**How to complete this task:**
Return all the data verbatim but without images.

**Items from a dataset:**
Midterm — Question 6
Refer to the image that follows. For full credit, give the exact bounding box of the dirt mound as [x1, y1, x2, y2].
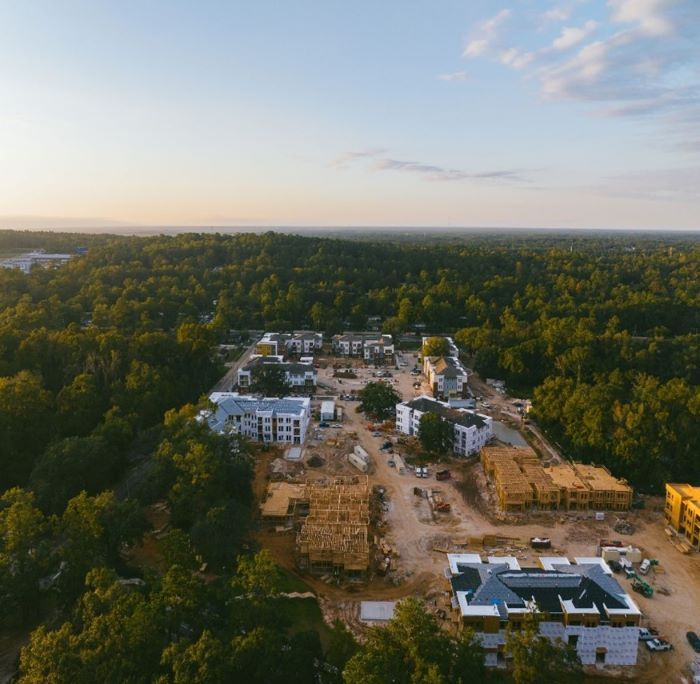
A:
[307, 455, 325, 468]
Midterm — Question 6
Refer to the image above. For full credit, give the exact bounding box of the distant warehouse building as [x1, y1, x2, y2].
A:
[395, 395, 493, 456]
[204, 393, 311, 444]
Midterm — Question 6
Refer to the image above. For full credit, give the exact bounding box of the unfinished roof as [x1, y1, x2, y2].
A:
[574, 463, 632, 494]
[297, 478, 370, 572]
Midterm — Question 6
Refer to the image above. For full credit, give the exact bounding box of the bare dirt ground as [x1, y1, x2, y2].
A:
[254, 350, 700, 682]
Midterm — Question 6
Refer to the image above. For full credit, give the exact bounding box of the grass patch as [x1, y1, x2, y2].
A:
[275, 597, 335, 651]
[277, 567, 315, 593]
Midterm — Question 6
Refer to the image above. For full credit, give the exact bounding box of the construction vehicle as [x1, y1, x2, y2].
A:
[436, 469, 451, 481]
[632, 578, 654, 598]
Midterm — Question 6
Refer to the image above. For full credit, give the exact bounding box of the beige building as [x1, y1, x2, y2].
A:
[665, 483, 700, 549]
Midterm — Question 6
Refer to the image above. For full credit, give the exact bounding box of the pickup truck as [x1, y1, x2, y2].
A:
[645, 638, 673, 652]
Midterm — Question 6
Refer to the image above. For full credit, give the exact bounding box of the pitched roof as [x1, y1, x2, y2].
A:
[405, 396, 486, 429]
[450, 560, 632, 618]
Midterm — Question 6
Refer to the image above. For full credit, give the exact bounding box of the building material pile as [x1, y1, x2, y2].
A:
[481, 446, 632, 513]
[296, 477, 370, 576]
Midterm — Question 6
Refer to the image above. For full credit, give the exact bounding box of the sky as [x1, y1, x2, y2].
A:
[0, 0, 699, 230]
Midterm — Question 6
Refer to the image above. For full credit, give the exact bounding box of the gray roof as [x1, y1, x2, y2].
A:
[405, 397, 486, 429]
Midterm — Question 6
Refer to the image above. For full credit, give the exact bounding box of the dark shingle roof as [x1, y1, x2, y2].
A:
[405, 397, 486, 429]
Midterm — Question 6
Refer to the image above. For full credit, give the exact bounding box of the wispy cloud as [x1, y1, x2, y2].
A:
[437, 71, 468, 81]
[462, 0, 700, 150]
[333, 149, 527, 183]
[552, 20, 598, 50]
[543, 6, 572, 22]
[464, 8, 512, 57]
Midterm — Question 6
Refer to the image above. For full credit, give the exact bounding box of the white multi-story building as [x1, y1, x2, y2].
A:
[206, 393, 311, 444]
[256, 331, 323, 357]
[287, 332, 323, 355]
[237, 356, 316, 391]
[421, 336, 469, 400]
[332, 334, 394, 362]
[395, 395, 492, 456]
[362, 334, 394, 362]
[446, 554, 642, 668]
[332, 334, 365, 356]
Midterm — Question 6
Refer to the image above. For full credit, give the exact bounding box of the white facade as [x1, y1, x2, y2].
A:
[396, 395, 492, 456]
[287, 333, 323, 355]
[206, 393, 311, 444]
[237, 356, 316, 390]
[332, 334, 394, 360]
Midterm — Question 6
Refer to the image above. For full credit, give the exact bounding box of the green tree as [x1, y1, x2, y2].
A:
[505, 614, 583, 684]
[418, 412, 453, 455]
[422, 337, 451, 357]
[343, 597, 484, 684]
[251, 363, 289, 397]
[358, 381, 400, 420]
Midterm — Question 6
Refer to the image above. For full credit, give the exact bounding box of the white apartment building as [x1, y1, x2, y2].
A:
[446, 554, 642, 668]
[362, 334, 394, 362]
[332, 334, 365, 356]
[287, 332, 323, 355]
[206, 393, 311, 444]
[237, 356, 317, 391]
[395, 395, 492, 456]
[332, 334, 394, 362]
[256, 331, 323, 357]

**Solution for this task:**
Midterm — Question 6
Refer to the image that follows. For full credit, give the exact bounding box of the dirt mound as [x1, y1, x2, y2].
A:
[307, 455, 325, 468]
Midterm — Question 6
Refer to the image above. For full credit, give the exact bounding box of the distant warehouse building as [x1, y1, x2, y2].
A:
[395, 395, 493, 456]
[204, 393, 311, 444]
Midterm — Question 6
Refer to the image above. For full credit, give the exact bounding box of the unfinished roof as [x1, y1, x2, y2].
A:
[574, 463, 632, 494]
[297, 478, 370, 572]
Midterm — Question 6
Refer to the image above. For full credit, give the exact bounding box of the bare dirt ground as [x1, y1, x2, y2].
A:
[254, 350, 700, 682]
Midterm — Question 6
Refer to the image above. For full credit, give the exact bounding box of the grass patch as [x1, y1, x2, y2].
A:
[275, 597, 335, 651]
[277, 567, 315, 593]
Midterm — Question 6
Refer to the image above. For full credit, give the exact bounding box of the construction vehicle as [x1, y1, x2, y2].
A:
[436, 469, 451, 481]
[632, 578, 654, 598]
Midterm — Question 6
Refer to the image above. For full credit, give the exact bounding box of the beige building as [x1, y1, x2, y2].
A:
[665, 483, 700, 549]
Midterm — Question 6
Refer to the image above. For full credit, give the exact bounding box of the pickup truck as [x1, y1, x2, y2].
A:
[645, 638, 673, 652]
Midterm — Question 6
Refer to the image above. For full credit, give the exact bounding box of the pitched roof as [x1, y1, x2, y2].
A:
[405, 396, 486, 429]
[450, 560, 632, 618]
Midterm — Question 6
Refer to the image above. For full credit, give the exact bounding box of the building material pile as [x1, y1, x2, y2].
A:
[481, 446, 632, 513]
[296, 477, 370, 576]
Midterm — Question 6
Refer to the image above. For full credit, give the exact bounding box of the sky as [x1, y1, x2, y2].
A:
[0, 0, 699, 230]
Midterm — Question 6
Refer to the image above. For full credit, give the exact bounding box of the gray roof as [x1, y1, x2, y2].
A:
[405, 397, 486, 429]
Midterm — Question 6
Refer to the image above. For full credit, give the exact bounding box of the dark shingle roof as [x1, y1, x2, y2].
A:
[405, 397, 486, 429]
Midterm — Question 6
Refer to the image above. For full credit, give the exact bounding box of the wispy cloud as [x1, y1, x2, y2].
A:
[437, 71, 468, 81]
[462, 0, 700, 150]
[333, 149, 527, 183]
[552, 20, 598, 50]
[543, 6, 572, 22]
[464, 8, 512, 57]
Midterm — Question 6
Refer to the image above. For full credit, give the exact bounding box of the white multi-story building as [x1, y1, x2, y2].
A:
[206, 393, 311, 444]
[256, 331, 323, 357]
[287, 332, 323, 355]
[237, 356, 316, 391]
[421, 336, 469, 400]
[332, 334, 394, 362]
[395, 395, 492, 456]
[362, 334, 394, 362]
[446, 554, 642, 668]
[332, 334, 365, 356]
Midterm — Question 6
Refer to the image above. For full credit, give the exact bounding box of the white facade as [x1, y1, x2, y2].
A:
[396, 395, 492, 456]
[287, 333, 323, 355]
[206, 393, 311, 444]
[237, 356, 316, 390]
[332, 334, 394, 360]
Midterm — Question 6
Refer to the image above. For full credit, give the exact bounding box of the green tree as [x1, y1, x2, y2].
A:
[505, 614, 583, 684]
[418, 412, 453, 455]
[422, 337, 451, 357]
[343, 597, 484, 684]
[251, 363, 289, 397]
[358, 381, 400, 420]
Midterm — Question 6
Refer to the image above. For full credit, give the exact bounding box of the white apartment building as [x1, y1, x2, y2].
A:
[446, 554, 642, 668]
[362, 334, 394, 362]
[332, 334, 365, 356]
[287, 332, 323, 355]
[206, 393, 311, 444]
[237, 356, 317, 391]
[395, 395, 492, 456]
[332, 334, 394, 362]
[256, 331, 323, 357]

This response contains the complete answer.